TEXT PASSAGE >>
┄┄┄┄┄┄
I have struggled all week to make better choices. I made a few mistakes. Unlike times past, I haven’t given into myself. I am trying to make this work for me. I miss seeing my feet. I promised myself a long time ago that I would never be the Diva in double digit underpants ever again. I want to be the best version of myself. I have quite the adventure ahead of me. Tomorrow is my weigh-in day. I am a little nervous and excited at the same time. I had a great week because I took part in my well being. What have I learned this week? I am not the WEAK ONE. I can do this.
Not every day can be stellar. Some are doomed from the first jarring ring of the alarm clock. I hate days like that. I was fooled today. I thought today was going to be a history maker. You know what I am talking about that kind of day when everything fits and you are in the zone. I slept well. I felt well. I was waking up and it was NOT snowing. I barely got my first cup of coffee down when my perfect day suddenly twisted in on itself.
I am struggling with the everyday need. He needs me. He Needs me. HE NEEDS ME. Some days he calls me fifteen times in the span of a few hours. I get overwhelmed. I can’t catch my breath. I feel small, alone, helpless, a failure. I am tired. There is no room in my life for anything. I take excellent care of my Dad; yet at the end of my day I feel like I have accomplished nothing.
┄┄┄┄┄┄
ENTRIES SUPPLIED >>
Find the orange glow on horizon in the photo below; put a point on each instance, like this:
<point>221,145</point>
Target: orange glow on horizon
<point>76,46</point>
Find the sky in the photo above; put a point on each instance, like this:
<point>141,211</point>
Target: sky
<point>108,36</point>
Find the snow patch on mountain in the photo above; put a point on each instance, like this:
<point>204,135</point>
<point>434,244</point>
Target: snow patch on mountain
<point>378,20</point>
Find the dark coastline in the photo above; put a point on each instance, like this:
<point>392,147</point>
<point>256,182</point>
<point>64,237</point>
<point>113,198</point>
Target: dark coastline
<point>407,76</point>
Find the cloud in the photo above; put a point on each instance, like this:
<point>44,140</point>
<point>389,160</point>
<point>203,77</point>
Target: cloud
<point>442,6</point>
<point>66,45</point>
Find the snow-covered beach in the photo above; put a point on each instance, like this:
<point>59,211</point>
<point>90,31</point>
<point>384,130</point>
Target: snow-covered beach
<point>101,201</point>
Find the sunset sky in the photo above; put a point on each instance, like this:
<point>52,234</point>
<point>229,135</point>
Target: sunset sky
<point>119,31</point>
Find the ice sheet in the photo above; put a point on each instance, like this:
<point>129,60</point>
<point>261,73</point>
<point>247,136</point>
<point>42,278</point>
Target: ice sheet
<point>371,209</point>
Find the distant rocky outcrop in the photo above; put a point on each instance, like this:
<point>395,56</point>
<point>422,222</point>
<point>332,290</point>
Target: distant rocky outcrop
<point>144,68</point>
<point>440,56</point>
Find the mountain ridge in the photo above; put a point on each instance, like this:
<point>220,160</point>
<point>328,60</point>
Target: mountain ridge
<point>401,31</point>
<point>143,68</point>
┄┄┄┄┄┄
EXERCISE DIRECTIONS >> Rewrite the paragraph of the blog excerpt that begins "Not every day can be stellar" as a short bulleted list, keeping its main facts. You can set the entries aside, since none of the work involves them.

WRITTEN SOLUTION >>
- Not every day can be stellar; some are doomed from the first ring of the alarm clock, and I hate those days.
- Today fooled me: I expected a history maker, a day when everything fits and I'm in the zone.
- I slept well, felt well, and woke to no snow.
- Before I finished my first cup of coffee, the perfect day twisted in on itself.